▸ **What you have to do**: Give back exactly the line containing "point: flower bed" and all that follow it in the data below, with the pictures left out.

━━ Data shown

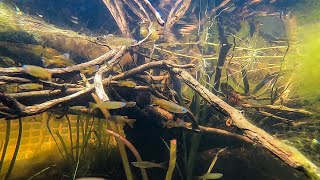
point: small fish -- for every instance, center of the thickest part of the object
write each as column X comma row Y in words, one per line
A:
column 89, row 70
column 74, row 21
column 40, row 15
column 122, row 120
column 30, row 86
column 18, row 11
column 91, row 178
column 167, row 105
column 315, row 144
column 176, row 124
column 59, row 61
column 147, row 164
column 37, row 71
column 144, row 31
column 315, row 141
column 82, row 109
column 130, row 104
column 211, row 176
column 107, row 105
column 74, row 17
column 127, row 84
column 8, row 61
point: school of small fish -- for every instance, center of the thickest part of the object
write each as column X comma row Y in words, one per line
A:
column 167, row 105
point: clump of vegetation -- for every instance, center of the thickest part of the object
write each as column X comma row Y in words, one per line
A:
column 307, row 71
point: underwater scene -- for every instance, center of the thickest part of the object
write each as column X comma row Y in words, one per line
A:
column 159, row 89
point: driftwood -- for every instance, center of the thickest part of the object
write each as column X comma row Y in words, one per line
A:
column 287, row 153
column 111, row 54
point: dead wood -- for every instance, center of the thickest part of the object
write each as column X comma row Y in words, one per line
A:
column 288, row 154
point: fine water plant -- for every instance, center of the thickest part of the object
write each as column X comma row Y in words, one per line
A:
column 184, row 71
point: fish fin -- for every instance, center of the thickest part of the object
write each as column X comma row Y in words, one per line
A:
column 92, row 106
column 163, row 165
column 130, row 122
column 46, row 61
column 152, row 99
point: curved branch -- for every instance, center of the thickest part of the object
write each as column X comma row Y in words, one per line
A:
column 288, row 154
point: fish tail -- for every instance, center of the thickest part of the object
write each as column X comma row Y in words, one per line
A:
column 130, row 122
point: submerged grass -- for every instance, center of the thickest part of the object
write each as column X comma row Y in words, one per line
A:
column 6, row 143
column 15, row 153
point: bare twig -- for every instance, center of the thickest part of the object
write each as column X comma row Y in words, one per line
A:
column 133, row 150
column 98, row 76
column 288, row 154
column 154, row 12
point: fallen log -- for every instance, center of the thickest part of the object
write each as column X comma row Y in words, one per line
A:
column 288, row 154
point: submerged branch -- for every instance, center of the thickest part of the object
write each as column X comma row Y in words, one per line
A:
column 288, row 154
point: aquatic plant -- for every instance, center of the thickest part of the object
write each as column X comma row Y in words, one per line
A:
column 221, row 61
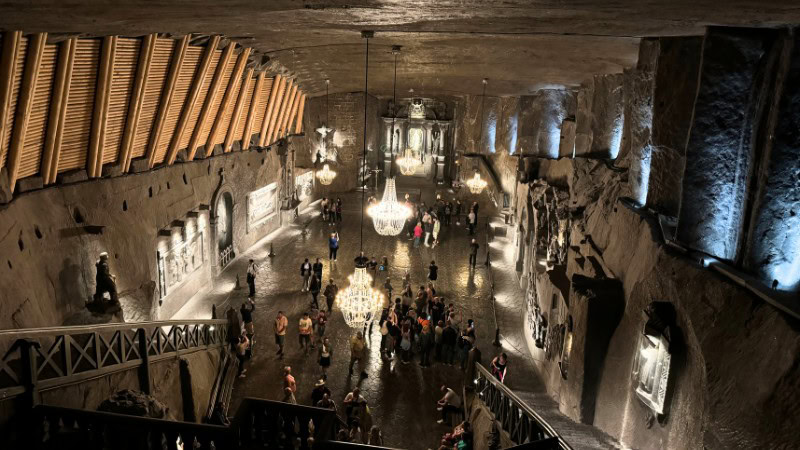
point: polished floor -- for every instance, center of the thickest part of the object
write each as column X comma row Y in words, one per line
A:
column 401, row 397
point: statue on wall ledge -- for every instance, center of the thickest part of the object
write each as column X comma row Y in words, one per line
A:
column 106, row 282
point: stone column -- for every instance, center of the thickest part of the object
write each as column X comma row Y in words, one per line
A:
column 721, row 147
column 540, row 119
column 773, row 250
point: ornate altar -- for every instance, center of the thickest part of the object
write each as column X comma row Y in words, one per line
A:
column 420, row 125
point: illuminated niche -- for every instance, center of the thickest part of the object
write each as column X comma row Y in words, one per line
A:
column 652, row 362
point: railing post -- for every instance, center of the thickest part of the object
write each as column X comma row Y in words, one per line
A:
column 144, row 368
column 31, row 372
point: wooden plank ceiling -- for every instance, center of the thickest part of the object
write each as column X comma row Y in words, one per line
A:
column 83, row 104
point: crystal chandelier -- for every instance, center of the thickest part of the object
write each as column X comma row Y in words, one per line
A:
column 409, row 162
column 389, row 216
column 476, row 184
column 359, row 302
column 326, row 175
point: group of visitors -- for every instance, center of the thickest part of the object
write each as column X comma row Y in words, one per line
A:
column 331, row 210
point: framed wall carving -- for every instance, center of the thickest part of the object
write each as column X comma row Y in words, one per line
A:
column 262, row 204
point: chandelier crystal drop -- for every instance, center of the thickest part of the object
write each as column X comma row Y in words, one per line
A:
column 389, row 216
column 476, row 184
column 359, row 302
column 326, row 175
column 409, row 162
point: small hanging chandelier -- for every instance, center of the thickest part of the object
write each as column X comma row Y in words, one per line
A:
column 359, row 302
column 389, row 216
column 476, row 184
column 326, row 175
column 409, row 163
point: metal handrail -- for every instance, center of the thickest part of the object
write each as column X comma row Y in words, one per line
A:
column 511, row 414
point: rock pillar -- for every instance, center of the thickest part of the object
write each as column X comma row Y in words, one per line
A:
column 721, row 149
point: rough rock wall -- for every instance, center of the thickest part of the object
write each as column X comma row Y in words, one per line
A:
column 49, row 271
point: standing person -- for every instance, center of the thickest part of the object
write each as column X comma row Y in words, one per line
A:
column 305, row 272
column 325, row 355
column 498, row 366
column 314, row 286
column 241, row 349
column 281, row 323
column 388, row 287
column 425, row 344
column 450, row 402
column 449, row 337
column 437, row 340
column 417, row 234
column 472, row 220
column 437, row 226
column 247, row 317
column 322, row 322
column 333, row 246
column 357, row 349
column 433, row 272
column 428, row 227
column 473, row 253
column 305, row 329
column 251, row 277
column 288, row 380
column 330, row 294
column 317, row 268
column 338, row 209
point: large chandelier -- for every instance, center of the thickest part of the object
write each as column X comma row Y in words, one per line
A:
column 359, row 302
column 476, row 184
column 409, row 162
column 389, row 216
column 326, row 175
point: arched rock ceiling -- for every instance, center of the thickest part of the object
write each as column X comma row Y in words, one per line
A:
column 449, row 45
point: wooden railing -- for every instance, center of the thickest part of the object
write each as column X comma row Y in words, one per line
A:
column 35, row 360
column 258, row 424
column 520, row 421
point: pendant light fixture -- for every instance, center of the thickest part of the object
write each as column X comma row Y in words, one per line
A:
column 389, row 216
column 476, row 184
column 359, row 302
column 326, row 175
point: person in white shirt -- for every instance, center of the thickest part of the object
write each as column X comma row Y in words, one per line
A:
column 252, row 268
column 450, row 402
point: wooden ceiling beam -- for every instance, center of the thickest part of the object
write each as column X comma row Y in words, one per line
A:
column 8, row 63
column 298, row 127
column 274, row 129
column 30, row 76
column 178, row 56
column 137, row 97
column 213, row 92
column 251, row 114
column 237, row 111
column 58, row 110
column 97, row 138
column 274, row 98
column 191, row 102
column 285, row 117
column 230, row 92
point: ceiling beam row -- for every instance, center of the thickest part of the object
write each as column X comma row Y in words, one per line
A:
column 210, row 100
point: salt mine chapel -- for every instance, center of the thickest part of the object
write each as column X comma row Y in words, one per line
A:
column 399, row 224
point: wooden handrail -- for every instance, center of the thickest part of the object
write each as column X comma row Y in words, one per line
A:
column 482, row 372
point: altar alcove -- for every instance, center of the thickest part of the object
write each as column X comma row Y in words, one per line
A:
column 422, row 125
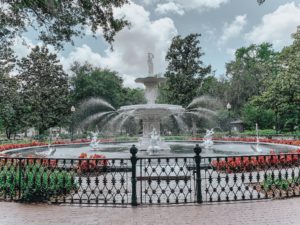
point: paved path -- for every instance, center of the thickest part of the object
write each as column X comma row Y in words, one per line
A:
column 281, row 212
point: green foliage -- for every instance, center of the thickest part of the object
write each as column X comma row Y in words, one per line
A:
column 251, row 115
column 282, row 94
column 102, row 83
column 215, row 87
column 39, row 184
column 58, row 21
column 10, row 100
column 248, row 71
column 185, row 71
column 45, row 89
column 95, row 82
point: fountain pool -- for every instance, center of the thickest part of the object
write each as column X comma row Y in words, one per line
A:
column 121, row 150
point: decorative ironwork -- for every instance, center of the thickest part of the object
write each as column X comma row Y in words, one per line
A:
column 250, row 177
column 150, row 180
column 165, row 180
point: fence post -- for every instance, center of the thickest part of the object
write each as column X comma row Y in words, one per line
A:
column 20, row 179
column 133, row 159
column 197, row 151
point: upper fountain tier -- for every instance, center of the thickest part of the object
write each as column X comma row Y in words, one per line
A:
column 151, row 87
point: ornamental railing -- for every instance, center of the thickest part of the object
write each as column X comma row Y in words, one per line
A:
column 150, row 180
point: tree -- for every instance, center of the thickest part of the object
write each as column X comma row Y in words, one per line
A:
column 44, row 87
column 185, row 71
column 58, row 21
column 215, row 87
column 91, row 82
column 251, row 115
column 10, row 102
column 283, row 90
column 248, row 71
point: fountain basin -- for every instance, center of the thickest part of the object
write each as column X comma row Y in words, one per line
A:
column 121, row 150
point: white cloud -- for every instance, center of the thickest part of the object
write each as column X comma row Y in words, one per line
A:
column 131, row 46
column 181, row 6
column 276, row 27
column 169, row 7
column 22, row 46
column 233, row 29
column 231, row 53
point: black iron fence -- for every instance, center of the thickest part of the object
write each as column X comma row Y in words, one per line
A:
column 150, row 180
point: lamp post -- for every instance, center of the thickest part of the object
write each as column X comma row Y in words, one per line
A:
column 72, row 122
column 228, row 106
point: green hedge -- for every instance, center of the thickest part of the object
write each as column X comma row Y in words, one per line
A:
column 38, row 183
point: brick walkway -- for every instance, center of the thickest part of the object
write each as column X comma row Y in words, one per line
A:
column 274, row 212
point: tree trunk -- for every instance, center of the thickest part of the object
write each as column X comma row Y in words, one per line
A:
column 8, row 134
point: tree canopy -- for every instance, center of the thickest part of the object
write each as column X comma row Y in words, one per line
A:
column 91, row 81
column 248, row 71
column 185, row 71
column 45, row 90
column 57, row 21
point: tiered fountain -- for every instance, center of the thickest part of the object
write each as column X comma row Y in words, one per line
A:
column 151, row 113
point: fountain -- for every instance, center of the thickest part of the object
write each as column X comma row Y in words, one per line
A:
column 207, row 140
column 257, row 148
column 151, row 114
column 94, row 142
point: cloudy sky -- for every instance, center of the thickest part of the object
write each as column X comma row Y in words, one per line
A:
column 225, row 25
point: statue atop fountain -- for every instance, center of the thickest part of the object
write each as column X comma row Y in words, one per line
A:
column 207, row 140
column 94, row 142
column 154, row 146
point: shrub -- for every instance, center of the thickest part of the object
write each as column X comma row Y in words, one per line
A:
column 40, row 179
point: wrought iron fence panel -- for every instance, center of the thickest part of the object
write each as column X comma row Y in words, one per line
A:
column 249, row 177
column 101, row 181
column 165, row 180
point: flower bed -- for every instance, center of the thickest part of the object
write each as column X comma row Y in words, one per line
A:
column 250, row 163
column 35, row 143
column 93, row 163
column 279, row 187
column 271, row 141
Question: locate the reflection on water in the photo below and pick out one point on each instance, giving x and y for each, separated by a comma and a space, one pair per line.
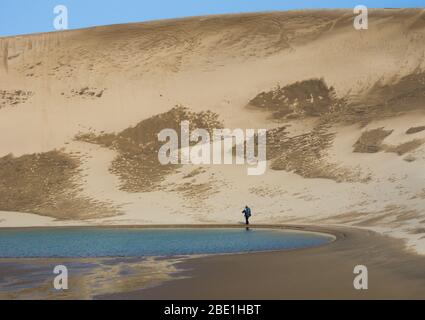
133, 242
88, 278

━━━━

▸ **Answer below**:
point: flower bed -- for every instance, center of the thickest part of the object
write each as column X comma row Y in words, one per line
A:
column 250, row 163
column 35, row 143
column 93, row 163
column 279, row 187
column 271, row 141
Question: locate the reflection on water in the photo below and pick out one point on each instance, giving x and y for each, separated by a comma and a space, one pair per line.
133, 242
88, 278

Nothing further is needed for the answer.